:: Aim of the task ::
Put every line of the records below into a JSON list of strings, one string per line, skipping blank lines and leaving out the pictures.
====
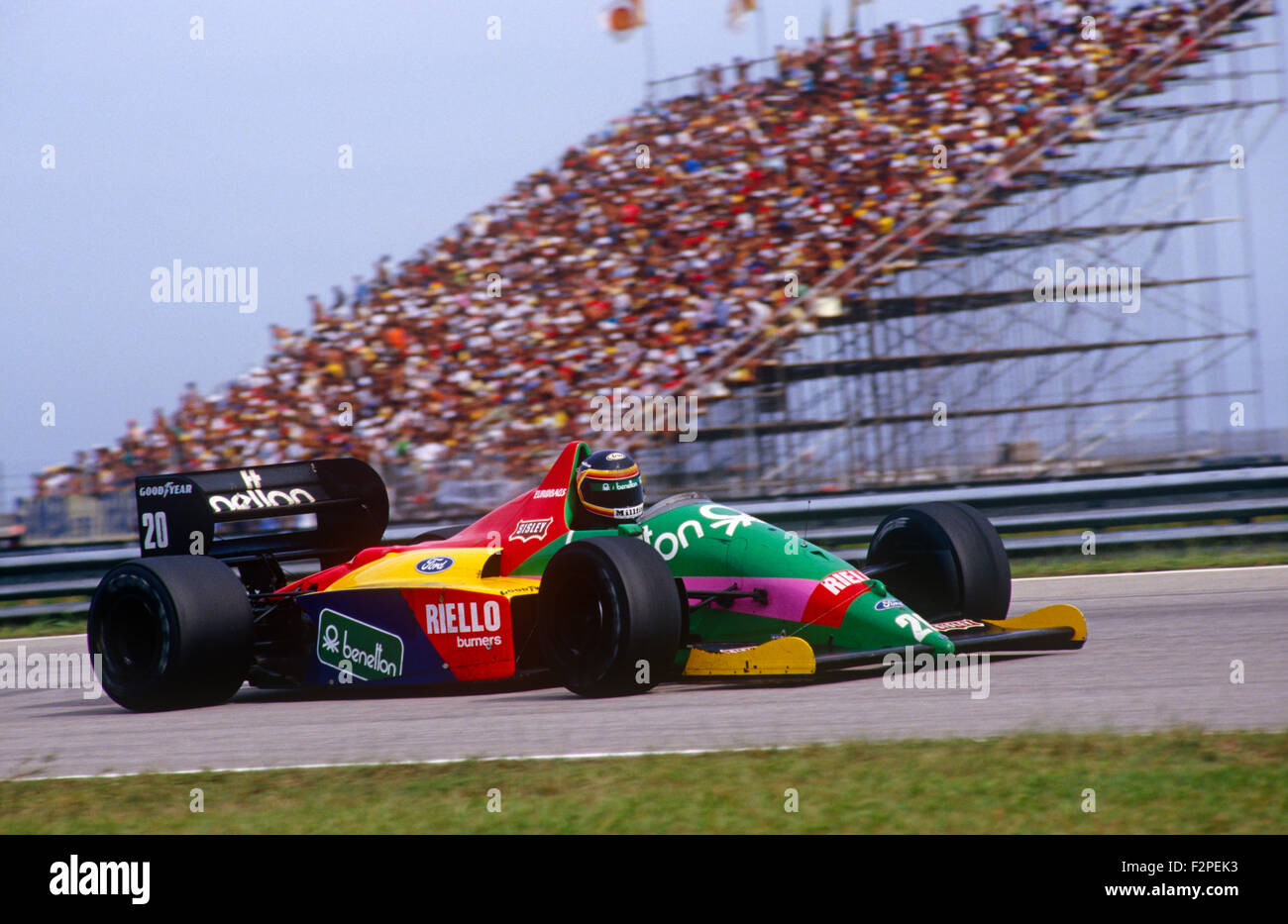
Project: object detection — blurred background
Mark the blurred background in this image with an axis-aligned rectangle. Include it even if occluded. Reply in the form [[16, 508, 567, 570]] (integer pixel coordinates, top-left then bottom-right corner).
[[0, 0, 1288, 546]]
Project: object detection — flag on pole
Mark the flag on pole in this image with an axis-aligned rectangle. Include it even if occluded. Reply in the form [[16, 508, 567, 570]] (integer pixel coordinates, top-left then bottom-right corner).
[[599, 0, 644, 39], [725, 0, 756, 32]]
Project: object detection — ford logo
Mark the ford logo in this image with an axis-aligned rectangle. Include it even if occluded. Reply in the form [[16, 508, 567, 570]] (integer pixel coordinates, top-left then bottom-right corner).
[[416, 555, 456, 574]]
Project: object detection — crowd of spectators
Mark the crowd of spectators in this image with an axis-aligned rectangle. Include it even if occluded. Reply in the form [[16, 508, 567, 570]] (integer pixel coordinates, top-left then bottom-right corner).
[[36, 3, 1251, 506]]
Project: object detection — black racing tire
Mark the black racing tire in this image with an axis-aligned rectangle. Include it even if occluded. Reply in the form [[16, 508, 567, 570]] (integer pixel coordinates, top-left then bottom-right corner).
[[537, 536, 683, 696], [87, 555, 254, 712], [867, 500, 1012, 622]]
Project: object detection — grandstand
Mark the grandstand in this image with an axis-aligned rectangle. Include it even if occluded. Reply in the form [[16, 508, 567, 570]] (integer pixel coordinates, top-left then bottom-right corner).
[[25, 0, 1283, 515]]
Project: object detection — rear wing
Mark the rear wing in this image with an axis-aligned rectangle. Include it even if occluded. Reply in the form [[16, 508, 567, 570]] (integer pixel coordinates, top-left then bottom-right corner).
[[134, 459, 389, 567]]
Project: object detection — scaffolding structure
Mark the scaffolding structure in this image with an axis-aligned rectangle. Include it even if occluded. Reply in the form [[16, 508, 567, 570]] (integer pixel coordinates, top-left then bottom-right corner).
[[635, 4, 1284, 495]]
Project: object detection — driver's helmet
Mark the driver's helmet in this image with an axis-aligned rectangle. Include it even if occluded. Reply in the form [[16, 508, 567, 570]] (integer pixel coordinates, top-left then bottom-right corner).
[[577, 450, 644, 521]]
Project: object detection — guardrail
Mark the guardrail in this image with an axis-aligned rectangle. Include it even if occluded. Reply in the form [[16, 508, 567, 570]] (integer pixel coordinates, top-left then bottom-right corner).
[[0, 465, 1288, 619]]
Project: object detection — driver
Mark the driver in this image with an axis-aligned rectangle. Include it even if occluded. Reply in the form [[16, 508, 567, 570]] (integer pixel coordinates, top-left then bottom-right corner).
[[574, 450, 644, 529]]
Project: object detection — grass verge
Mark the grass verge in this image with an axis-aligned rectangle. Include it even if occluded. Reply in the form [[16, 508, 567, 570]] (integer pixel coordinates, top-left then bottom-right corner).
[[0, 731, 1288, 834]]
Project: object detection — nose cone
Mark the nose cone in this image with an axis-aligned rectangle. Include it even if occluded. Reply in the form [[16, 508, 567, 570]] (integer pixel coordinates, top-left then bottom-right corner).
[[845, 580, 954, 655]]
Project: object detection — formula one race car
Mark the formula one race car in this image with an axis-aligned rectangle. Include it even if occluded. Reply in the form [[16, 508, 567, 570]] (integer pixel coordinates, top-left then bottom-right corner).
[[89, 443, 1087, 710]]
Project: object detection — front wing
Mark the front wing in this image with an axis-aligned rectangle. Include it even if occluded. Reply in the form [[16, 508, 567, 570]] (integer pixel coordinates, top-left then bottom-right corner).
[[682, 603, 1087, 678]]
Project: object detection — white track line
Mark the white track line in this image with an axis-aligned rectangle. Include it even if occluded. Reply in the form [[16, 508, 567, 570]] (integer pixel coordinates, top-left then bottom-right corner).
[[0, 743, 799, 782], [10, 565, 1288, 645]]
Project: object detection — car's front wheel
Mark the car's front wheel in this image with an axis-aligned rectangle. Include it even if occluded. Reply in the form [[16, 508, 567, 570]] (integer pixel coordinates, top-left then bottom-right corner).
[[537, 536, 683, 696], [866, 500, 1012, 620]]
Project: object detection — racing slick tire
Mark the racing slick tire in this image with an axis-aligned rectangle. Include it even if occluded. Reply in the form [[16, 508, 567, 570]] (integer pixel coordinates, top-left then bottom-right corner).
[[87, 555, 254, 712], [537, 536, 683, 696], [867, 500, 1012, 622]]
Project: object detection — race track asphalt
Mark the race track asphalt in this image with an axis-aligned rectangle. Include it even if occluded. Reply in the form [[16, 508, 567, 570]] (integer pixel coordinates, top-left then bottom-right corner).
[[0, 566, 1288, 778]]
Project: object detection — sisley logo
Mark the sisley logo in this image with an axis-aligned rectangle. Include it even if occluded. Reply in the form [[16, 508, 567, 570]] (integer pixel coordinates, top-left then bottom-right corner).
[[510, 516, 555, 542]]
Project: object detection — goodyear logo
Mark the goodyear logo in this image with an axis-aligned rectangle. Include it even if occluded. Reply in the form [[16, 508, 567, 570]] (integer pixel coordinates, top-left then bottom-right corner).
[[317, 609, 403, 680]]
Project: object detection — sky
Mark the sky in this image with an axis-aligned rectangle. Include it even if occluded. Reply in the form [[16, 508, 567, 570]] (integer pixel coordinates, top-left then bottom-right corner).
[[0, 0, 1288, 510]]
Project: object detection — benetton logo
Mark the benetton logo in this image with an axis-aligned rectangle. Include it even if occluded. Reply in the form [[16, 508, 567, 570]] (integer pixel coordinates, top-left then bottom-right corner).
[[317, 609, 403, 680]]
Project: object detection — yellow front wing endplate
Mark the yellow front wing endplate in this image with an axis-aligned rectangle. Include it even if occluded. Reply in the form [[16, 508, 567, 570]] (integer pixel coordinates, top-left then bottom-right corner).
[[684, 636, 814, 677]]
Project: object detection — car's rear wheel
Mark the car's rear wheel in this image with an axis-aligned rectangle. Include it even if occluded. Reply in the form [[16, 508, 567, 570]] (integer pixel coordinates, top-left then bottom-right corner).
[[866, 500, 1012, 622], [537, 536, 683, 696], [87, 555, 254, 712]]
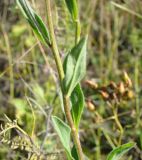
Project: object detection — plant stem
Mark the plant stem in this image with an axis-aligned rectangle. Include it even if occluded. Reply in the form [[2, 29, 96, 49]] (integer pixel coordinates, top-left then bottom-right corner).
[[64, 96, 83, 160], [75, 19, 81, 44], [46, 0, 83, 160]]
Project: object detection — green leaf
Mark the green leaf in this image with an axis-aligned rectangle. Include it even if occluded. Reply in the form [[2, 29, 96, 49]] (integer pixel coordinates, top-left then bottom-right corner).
====
:: Full solution ::
[
  "Project: object detection — blurred background",
  "Mark the blurred background in this image with an axis-aligned rectangle. Include it even if occluded. Reply in the form [[16, 508, 567, 570]] (integer pixel coordinates, top-left then bottom-right corner).",
  "[[0, 0, 1288, 546]]",
  "Project: object detection — flag on pole",
  "Mark the flag on pole in this image with an axis-aligned rectangle. Include it even if occluded. Reply in the form [[16, 508, 567, 570]] (integer pixel coordinates, top-left then bottom-right corner).",
  "[[599, 0, 644, 39], [725, 0, 756, 32]]",
  "Project: object detection — ford logo",
  "Mark the ford logo in this image with an axis-aligned rectangle. Include it even if occluded. Reply in the form [[16, 508, 567, 570]] (integer pixel coordinates, top-left then bottom-right corner).",
  "[[416, 555, 456, 574]]",
  "Project: object detection — crowd of spectators",
  "Mark the crowd of spectators in this image with an axis-aligned rectangle. Include it even if occluded. Reply in the form [[16, 508, 567, 570]] (integer pixel coordinates, top-left then bottom-right corner).",
  "[[36, 3, 1251, 506]]",
  "Project: object detection — black racing tire",
  "Mark the black racing tire in this image with an axis-aligned rectangle. Include it even if occluded. Reply in the form [[16, 508, 567, 570]] (integer pixel coordinates, top-left then bottom-right corner).",
  "[[537, 536, 683, 696], [87, 555, 254, 712], [867, 500, 1012, 622]]",
  "Project: object detection — grandstand",
  "Mark the grandstand in this image with an axis-aligned rectangle. Include it even if occluded. Reply in the form [[16, 508, 567, 570]] (integer pixel coordinates, top-left then bottom-right corner).",
  "[[25, 0, 1283, 515]]",
  "Project: object detection — rear wing",
  "Mark the rear wing in this image with an axis-aligned rectangle. Include it even if occluded. Reply in the form [[16, 508, 567, 570]] (integer pixel coordinates, top-left then bottom-right corner).",
  "[[134, 459, 389, 567]]",
  "Project: object detection — scaffolding structure",
  "Mark the scaffolding structure in this image with an axis-aligned rectangle. Include it even if occluded. Reply in the form [[16, 508, 567, 570]] (integer pixel coordinates, top-left then bottom-right corner).",
  "[[635, 4, 1284, 495]]",
  "Project: object detection — driver's helmet",
  "Mark the driver's helmet in this image with an axis-aligned rectangle. Include it even if occluded. Reply in the form [[16, 508, 567, 570]] (integer pixel coordinates, top-left then bottom-right corner).",
  "[[577, 450, 644, 521]]",
  "Project: object detection — guardrail",
  "Mark the guardrail in this image with an axis-aligned rectangle. Include it even if occluded. Reply in the form [[16, 508, 567, 570]] (integer pixel coordinates, top-left then bottom-right corner).",
  "[[0, 465, 1288, 619]]",
  "Project: object detection — driver",
  "Mark the driver in this image with an axis-aligned rectangle. Include it even if occluded. Reply in the form [[16, 508, 567, 570]] (integer pixel coordinates, top-left then bottom-right corner).",
  "[[574, 450, 644, 529]]",
  "Project: object detection — grass verge",
  "Mark the grass verge in this image with an axis-aligned rectangle. Include it even if occluded. Reply in the form [[16, 508, 567, 570]] (integer pixel coordinates, top-left then bottom-right corner).",
  "[[0, 731, 1288, 834]]",
  "Project: object detection — nose cone",
  "Mark the nose cone in this image with an axis-aligned rectangle. Include it even if occluded. Reply in the form [[16, 508, 567, 570]] (integer pixel coordinates, top-left then bottom-right corner).",
  "[[845, 580, 954, 655]]",
  "Project: object detection — formula one race car",
  "Mark the formula one race car in this image with an axis-aligned rectangle. Include it even if occluded. Reply in the form [[16, 508, 567, 570]] (integer pixel coordinates, top-left then bottom-right corner).",
  "[[89, 443, 1087, 710]]",
  "Project: object detection — front wing",
  "Mark the front wing in this image with an axis-aligned rectangle. Include it even if occluded. Reply in the form [[16, 508, 567, 570]] (integer pixel coordinates, top-left then bottom-right corner).",
  "[[682, 603, 1087, 678]]",
  "Project: object detection — white track line",
  "Mark the white track line in this image with an axis-aligned rectangle. Include it even if occluded. Reply in the form [[16, 508, 567, 570]] (integer pixel coordinates, top-left then bottom-right corner).",
  "[[0, 743, 799, 782], [10, 565, 1288, 645]]",
  "Project: object detection — car's front wheel",
  "Mark the car's front wheel in this image with an axis-aligned rectangle. Include it even if occluded. Reply in the form [[16, 508, 567, 570]] (integer pixel coordinates, top-left then bottom-right corner).",
  "[[537, 536, 683, 696], [866, 500, 1012, 620]]",
  "Project: object detection — racing slick tire",
  "Mark the racing slick tire in this image with an axis-aligned rectangle. Include it even if occluded. Reply in the form [[16, 508, 567, 570]] (integer pixel coordinates, top-left then bottom-right corner).",
  "[[87, 555, 254, 712], [537, 536, 683, 696], [867, 500, 1012, 622]]",
  "Project: object detection — race track asphalt",
  "Mark the race track asphalt in this image with an axis-aligned rectangle. Include it even if occluded. Reply in the form [[16, 508, 567, 570]] (integer pixel coordinates, top-left then bottom-right corner).",
  "[[0, 566, 1288, 778]]",
  "Project: object detection — sisley logo",
  "Mark the sisley logo in this image with an axis-aligned rectangle. Include it even if occluded. Reply in the form [[16, 508, 567, 570]] (integer pixel coordinates, top-left then bottom-right corner).",
  "[[510, 516, 555, 542]]",
  "Project: object detection — goodyear logo",
  "Mark the goodyear logo in this image with an axis-aligned rectangle. Include it even if occluded. Reply in the form [[16, 508, 567, 570]] (integer pixel coordinates, top-left then bottom-right corner).",
  "[[317, 609, 403, 680]]",
  "Project: object detection — sky",
  "Mark the sky in this image with an axis-aligned rectangle. Include it even if occluded. Reply in the form [[16, 508, 567, 570]] (integer pixel coordinates, top-left then bottom-right corner).",
  "[[0, 0, 1288, 510]]",
  "Project: object detection — benetton logo",
  "Mark the benetton logo in this image with an axis-aligned rectangle. Include it even if occluded. Reply in the form [[16, 508, 567, 570]] (integer pixel coordinates, top-left then bottom-right corner).",
  "[[317, 609, 403, 680]]",
  "Project: object detection — yellow front wing endplate",
  "Mark the yellow front wing endplate in this image with an axis-aligned rectangle. Include it even if occluded. Reply in the form [[16, 508, 567, 570]] (integer pixel coordinates, top-left then bottom-right corner).",
  "[[684, 636, 814, 677]]",
  "Project: object detection — car's rear wheel",
  "Mark the car's rear wheel in this image with an axis-aligned rectangle. Include it even if occluded. Reply in the form [[16, 508, 567, 570]] (integer pixel coordinates, top-left then bottom-right corner).",
  "[[866, 500, 1012, 622], [537, 536, 683, 696], [87, 555, 254, 712]]",
  "Project: object detection — plant stem",
  "Mark the plant stem in this image with an axis-aligned rectangle. Include it even if occluded. Reply in the form [[2, 29, 96, 49]] (integer pixel coordinates, top-left then bottom-right corner).",
  "[[64, 96, 83, 160], [75, 19, 81, 44], [46, 0, 83, 160]]",
  "Project: object detection — green leaf",
  "Mark the green leaf in this image with an axis-aligned rectangle. Include it even if occluded. Reply in the form [[2, 29, 96, 49]] (integer pixel coordinates, top-left then bottom-right corner)."
]